*RECORDS SHOWN*:
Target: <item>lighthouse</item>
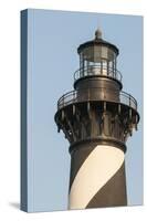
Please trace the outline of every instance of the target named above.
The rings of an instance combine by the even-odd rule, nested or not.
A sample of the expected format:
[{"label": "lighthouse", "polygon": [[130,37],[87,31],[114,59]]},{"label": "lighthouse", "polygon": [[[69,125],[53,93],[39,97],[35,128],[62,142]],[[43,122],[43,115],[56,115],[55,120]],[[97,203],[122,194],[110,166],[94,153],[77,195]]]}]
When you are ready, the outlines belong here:
[{"label": "lighthouse", "polygon": [[54,117],[70,143],[69,209],[127,206],[125,152],[139,122],[137,102],[123,91],[119,50],[101,30],[77,53],[74,90],[57,101]]}]

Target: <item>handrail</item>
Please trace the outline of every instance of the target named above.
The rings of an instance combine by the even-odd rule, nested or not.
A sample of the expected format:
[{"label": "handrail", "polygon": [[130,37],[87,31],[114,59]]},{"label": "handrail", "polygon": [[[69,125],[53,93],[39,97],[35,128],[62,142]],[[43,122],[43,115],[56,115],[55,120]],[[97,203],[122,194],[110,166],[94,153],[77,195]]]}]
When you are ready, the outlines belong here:
[{"label": "handrail", "polygon": [[[65,107],[70,104],[78,103],[77,98],[78,98],[80,93],[82,91],[85,91],[88,95],[91,95],[93,90],[96,90],[96,91],[103,90],[104,97],[105,97],[105,95],[107,94],[107,91],[108,91],[108,88],[105,88],[105,87],[93,87],[93,88],[88,88],[88,90],[86,88],[86,90],[77,90],[77,91],[67,92],[62,97],[60,97],[60,99],[57,101],[57,109],[61,109],[61,108],[63,108],[63,107]],[[116,91],[113,91],[113,93],[116,93]],[[137,102],[130,94],[128,94],[126,92],[119,92],[118,96],[119,96],[119,103],[128,105],[129,107],[137,110]],[[86,102],[86,101],[102,101],[102,99],[99,99],[97,97],[91,98],[91,96],[85,96],[85,99],[83,99],[83,102]],[[105,101],[105,98],[104,98],[104,101]],[[109,102],[115,102],[115,101],[111,99]]]},{"label": "handrail", "polygon": [[85,76],[107,76],[122,82],[122,74],[119,71],[101,65],[90,65],[87,67],[78,69],[74,72],[74,81]]}]

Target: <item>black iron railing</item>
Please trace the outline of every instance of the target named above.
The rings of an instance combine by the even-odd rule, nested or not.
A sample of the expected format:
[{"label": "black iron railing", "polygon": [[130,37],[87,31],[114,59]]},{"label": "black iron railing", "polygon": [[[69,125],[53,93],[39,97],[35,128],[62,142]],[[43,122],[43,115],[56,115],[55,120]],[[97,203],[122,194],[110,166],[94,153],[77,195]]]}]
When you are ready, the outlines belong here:
[{"label": "black iron railing", "polygon": [[[97,95],[96,95],[97,92]],[[109,93],[113,93],[114,97],[116,98],[108,98]],[[94,87],[94,88],[86,88],[86,90],[78,90],[78,91],[71,91],[64,94],[57,102],[57,109],[61,109],[70,104],[80,103],[80,102],[88,102],[88,101],[107,101],[107,102],[116,102],[125,104],[134,109],[137,110],[137,102],[136,99],[126,92],[116,92],[109,91],[104,87]],[[94,95],[95,94],[95,95]],[[101,96],[99,96],[101,94]],[[83,96],[84,95],[84,96]]]},{"label": "black iron railing", "polygon": [[101,65],[90,65],[88,67],[77,70],[74,73],[74,81],[85,76],[107,76],[122,82],[122,74],[119,71]]}]

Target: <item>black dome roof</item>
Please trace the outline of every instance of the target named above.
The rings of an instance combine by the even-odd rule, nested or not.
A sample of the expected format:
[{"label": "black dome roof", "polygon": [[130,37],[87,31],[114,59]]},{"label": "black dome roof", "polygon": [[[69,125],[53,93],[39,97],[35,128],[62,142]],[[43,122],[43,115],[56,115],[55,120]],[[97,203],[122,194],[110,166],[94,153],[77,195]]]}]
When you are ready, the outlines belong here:
[{"label": "black dome roof", "polygon": [[95,46],[95,45],[104,45],[104,46],[107,46],[109,49],[112,49],[113,51],[115,51],[115,53],[118,55],[119,54],[119,50],[117,49],[117,46],[115,46],[114,44],[105,41],[102,39],[102,33],[99,30],[97,30],[95,32],[95,39],[92,40],[92,41],[87,41],[83,44],[81,44],[78,48],[77,48],[77,53],[81,53],[81,51],[83,51],[85,48],[88,48],[88,46]]}]

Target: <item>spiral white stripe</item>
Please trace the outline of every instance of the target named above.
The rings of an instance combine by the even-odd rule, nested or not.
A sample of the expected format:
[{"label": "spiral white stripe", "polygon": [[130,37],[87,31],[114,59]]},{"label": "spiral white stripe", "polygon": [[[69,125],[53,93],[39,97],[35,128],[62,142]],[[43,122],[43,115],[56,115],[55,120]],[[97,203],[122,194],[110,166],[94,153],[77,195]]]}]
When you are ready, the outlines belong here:
[{"label": "spiral white stripe", "polygon": [[123,150],[97,145],[88,155],[71,186],[69,208],[84,209],[124,162]]}]

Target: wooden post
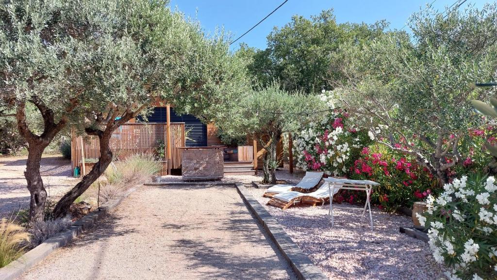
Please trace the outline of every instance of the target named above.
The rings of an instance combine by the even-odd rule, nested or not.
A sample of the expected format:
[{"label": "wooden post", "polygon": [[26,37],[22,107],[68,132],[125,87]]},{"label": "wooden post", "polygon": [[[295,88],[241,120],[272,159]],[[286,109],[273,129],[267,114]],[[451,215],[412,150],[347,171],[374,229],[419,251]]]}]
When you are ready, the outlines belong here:
[{"label": "wooden post", "polygon": [[169,104],[167,104],[167,107],[166,107],[166,149],[167,150],[167,175],[171,175],[171,161],[172,160],[172,151],[171,147],[171,110],[170,106]]},{"label": "wooden post", "polygon": [[83,137],[81,137],[81,162],[83,165],[81,166],[81,177],[83,177],[86,174],[86,167],[84,166],[84,145],[83,145]]},{"label": "wooden post", "polygon": [[293,173],[293,139],[292,139],[292,133],[288,132],[288,161],[290,162],[290,173]]},{"label": "wooden post", "polygon": [[257,140],[255,140],[255,135],[253,136],[253,170],[255,171],[255,175],[257,175]]}]

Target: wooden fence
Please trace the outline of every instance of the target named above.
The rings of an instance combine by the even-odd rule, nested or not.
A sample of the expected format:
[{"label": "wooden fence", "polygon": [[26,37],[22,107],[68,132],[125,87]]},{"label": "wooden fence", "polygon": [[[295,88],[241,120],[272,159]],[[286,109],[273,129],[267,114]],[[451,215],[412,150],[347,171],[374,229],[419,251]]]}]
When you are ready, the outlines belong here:
[{"label": "wooden fence", "polygon": [[238,146],[238,161],[250,162],[253,161],[253,146]]},{"label": "wooden fence", "polygon": [[[185,146],[184,123],[171,123],[171,157],[169,159],[170,168],[181,168],[181,150]],[[132,155],[157,154],[161,144],[167,143],[166,124],[165,123],[127,123],[116,129],[110,139],[110,147],[115,158],[122,160]],[[165,155],[167,153],[165,151]],[[74,134],[71,139],[71,160],[74,169],[80,167],[82,176],[89,172],[83,167],[83,157],[85,163],[98,160],[100,156],[98,139],[95,137],[86,137]],[[83,172],[84,171],[84,172]],[[163,169],[160,175],[167,173],[167,161],[163,162]]]}]

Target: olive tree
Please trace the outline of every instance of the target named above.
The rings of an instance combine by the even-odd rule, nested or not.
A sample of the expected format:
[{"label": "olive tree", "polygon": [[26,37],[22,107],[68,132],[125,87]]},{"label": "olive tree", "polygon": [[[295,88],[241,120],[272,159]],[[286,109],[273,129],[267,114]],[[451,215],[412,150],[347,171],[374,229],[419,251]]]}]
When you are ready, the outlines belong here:
[{"label": "olive tree", "polygon": [[[177,69],[185,57],[181,46],[199,38],[198,29],[192,28],[183,15],[172,12],[166,3],[23,0],[7,1],[0,8],[0,108],[13,112],[28,143],[25,176],[32,220],[43,219],[46,191],[40,161],[58,133],[70,127],[98,137],[100,156],[56,205],[55,217],[67,214],[74,200],[109,165],[112,132],[146,110],[156,97],[184,86],[176,78],[178,73],[189,74],[188,69]],[[201,46],[215,42],[199,39],[194,43]],[[201,81],[187,88],[201,89],[202,85]],[[30,105],[43,120],[39,133],[26,120]]]},{"label": "olive tree", "polygon": [[310,120],[323,117],[323,112],[319,111],[325,107],[317,95],[289,93],[273,82],[246,93],[233,104],[229,114],[216,119],[216,124],[224,133],[234,136],[256,137],[266,151],[263,182],[275,184],[276,146],[282,134],[297,131]]},{"label": "olive tree", "polygon": [[471,100],[492,93],[472,84],[495,78],[496,6],[414,14],[414,44],[394,32],[343,50],[347,82],[330,81],[339,87],[334,93],[341,104],[363,117],[372,138],[415,157],[441,186],[468,156],[461,148],[469,129],[482,123]]}]

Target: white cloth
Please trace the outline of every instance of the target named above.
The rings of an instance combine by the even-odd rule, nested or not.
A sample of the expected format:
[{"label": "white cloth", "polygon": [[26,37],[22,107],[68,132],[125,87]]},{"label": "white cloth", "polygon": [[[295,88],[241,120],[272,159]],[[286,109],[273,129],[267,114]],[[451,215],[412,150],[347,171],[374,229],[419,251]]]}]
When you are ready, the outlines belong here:
[{"label": "white cloth", "polygon": [[289,191],[292,187],[301,187],[306,189],[309,189],[314,187],[319,184],[319,182],[321,181],[321,178],[323,177],[324,174],[324,172],[311,172],[308,171],[306,172],[306,175],[304,176],[302,180],[296,185],[276,185],[268,188],[266,192],[280,193]]},{"label": "white cloth", "polygon": [[[338,192],[338,188],[334,189],[333,194],[334,195],[335,193]],[[324,184],[317,190],[315,191],[313,191],[312,192],[309,192],[309,193],[303,193],[298,191],[289,191],[278,193],[278,194],[273,196],[273,197],[288,202],[292,200],[292,199],[302,196],[310,196],[318,199],[324,199],[330,197],[330,189],[328,188],[328,183]]]}]

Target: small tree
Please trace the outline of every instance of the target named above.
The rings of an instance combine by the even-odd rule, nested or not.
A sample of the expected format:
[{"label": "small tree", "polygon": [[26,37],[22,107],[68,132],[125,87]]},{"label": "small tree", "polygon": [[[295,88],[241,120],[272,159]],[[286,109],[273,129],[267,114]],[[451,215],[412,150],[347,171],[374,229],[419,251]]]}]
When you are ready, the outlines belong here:
[{"label": "small tree", "polygon": [[279,163],[276,146],[282,134],[294,132],[310,120],[323,116],[323,113],[306,112],[325,107],[316,95],[288,93],[281,90],[278,84],[273,83],[245,95],[232,107],[229,116],[216,120],[216,124],[225,133],[256,137],[266,151],[263,182],[275,184]]},{"label": "small tree", "polygon": [[491,92],[471,84],[495,75],[496,19],[495,4],[446,16],[415,14],[416,44],[394,32],[343,50],[348,82],[338,83],[335,96],[363,116],[372,137],[415,157],[443,186],[469,155],[462,154],[470,150],[470,129],[483,123],[470,100],[486,99]]}]

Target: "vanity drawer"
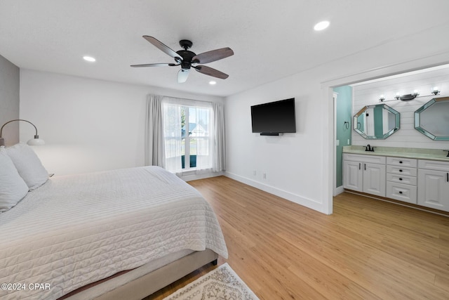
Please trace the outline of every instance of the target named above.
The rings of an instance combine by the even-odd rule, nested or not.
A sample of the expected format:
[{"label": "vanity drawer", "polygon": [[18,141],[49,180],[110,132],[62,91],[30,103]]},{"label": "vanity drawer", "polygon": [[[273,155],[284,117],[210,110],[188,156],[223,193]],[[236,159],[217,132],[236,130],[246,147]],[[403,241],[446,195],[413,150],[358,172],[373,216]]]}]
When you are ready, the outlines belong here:
[{"label": "vanity drawer", "polygon": [[386,197],[415,204],[417,203],[415,185],[387,182]]},{"label": "vanity drawer", "polygon": [[370,162],[372,164],[385,164],[385,157],[370,155],[358,155],[351,153],[343,153],[343,159],[353,162]]},{"label": "vanity drawer", "polygon": [[417,179],[415,176],[408,176],[407,175],[394,174],[391,173],[387,174],[387,181],[392,181],[397,183],[410,184],[416,185]]},{"label": "vanity drawer", "polygon": [[387,166],[387,173],[392,173],[394,174],[406,175],[409,176],[416,176],[417,171],[416,168],[409,168],[407,167],[399,166]]},{"label": "vanity drawer", "polygon": [[417,166],[417,159],[414,158],[403,157],[387,157],[387,164],[393,164],[394,166],[409,167],[416,168]]}]

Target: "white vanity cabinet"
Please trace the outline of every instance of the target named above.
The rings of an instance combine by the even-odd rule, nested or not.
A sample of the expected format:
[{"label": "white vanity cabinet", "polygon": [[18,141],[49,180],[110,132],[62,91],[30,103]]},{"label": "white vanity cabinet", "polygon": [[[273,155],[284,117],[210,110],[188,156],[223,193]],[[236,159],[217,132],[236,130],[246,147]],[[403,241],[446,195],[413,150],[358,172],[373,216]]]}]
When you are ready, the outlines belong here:
[{"label": "white vanity cabinet", "polygon": [[418,161],[417,204],[449,211],[449,162]]},{"label": "white vanity cabinet", "polygon": [[385,197],[385,157],[343,153],[343,187]]},{"label": "white vanity cabinet", "polygon": [[387,157],[387,197],[417,204],[417,165],[415,159]]}]

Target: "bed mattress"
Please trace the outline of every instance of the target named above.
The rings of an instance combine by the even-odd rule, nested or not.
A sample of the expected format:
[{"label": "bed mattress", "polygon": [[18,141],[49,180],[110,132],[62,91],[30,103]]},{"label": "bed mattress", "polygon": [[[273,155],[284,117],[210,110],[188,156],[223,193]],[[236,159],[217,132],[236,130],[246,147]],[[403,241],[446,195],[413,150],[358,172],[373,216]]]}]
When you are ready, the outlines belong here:
[{"label": "bed mattress", "polygon": [[157,167],[51,178],[0,214],[0,233],[1,299],[55,299],[183,249],[227,257],[208,203]]}]

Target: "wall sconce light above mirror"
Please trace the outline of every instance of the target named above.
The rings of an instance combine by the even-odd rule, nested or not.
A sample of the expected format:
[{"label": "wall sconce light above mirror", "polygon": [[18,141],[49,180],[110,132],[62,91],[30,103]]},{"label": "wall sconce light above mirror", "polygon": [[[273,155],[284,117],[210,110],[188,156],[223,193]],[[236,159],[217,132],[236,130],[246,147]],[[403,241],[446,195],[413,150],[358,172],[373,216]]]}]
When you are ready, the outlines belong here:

*REQUIRED TASK*:
State how many lines of the records above contain the word "mattress", giving only the number.

*TASK OUTPUT*:
3